──────── Material for this exercise ────────

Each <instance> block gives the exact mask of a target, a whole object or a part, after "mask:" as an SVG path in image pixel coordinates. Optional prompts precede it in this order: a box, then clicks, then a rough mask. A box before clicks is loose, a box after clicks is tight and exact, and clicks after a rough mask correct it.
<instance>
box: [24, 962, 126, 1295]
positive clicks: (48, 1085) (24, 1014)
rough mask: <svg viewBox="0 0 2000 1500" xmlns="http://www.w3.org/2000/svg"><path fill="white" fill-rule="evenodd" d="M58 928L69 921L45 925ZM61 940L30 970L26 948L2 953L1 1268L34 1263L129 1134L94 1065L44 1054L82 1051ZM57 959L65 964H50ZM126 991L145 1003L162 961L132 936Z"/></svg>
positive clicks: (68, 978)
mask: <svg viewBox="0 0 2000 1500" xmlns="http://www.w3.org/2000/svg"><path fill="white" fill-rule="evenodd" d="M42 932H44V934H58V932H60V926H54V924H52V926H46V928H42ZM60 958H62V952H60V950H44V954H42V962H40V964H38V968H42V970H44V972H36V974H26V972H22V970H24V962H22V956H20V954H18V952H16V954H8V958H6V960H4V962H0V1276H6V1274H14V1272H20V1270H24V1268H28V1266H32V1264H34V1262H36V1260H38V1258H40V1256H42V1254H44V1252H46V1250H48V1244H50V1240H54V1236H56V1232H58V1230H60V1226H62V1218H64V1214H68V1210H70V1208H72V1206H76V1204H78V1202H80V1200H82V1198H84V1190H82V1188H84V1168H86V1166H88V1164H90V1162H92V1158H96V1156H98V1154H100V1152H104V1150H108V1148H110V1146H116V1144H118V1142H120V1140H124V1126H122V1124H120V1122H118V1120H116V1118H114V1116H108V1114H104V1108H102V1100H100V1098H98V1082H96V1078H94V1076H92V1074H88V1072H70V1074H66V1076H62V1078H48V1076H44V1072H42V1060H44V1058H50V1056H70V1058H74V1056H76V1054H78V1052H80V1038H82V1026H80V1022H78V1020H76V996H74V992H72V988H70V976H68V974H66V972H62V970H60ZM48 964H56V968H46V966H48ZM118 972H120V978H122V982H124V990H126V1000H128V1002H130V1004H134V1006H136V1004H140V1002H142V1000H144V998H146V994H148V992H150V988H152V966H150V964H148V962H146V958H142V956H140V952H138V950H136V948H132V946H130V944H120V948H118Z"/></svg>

────────

Description of the task - Set the data above down again in full, exactly as it reads.

Result -
Each <instance> block gives the exact mask of a target, a whole object or a part, after "mask:" as an SVG path in image pixel coordinates. Optional prompts precede it in this order: a box, then clicks, then a rough mask. A box before clicks is loose, a box after clicks is tight and exact, and clicks after a rough mask correct it.
<instance>
box: [24, 962, 126, 1295]
positive clicks: (48, 1085) (24, 1014)
rough mask: <svg viewBox="0 0 2000 1500" xmlns="http://www.w3.org/2000/svg"><path fill="white" fill-rule="evenodd" d="M58 928L69 921L45 925ZM61 940L30 970L26 948L2 953L1 1268L34 1263L129 1134L94 1065L44 1054L82 1051ZM57 959L65 964H50ZM126 991L145 1003L162 961L132 936Z"/></svg>
positive clicks: (68, 978)
mask: <svg viewBox="0 0 2000 1500" xmlns="http://www.w3.org/2000/svg"><path fill="white" fill-rule="evenodd" d="M42 932H44V934H58V932H60V926H54V924H52V926H46V928H42ZM60 958H62V952H60V950H44V954H42V962H40V964H38V968H42V970H44V972H36V974H26V972H22V970H24V962H22V956H20V954H18V952H16V954H8V958H6V960H4V962H0V1276H6V1274H14V1272H20V1270H24V1268H28V1266H32V1264H34V1262H36V1260H38V1258H40V1256H42V1254H44V1252H46V1250H48V1244H50V1240H54V1236H56V1232H58V1230H60V1226H62V1218H64V1214H68V1210H70V1208H72V1206H76V1204H78V1202H80V1200H82V1198H84V1190H82V1188H84V1168H86V1166H88V1164H90V1162H92V1158H96V1156H98V1154H100V1152H104V1150H108V1148H110V1146H116V1144H118V1142H120V1140H124V1126H122V1124H120V1122H118V1120H116V1118H114V1116H108V1114H104V1108H102V1100H100V1098H98V1082H96V1078H94V1076H92V1074H88V1072H70V1074H66V1076H62V1078H48V1076H44V1072H42V1060H44V1058H50V1056H70V1058H74V1056H76V1054H78V1052H80V1038H82V1026H80V1022H78V1020H76V996H74V992H72V988H70V976H68V974H66V972H62V970H60ZM48 964H56V968H46V966H48ZM118 972H120V978H122V982H124V990H126V1000H128V1002H130V1004H134V1006H136V1004H140V1002H142V1000H144V998H146V994H148V992H150V988H152V966H150V964H148V962H146V958H142V956H140V952H138V950H136V948H132V946H130V944H120V948H118Z"/></svg>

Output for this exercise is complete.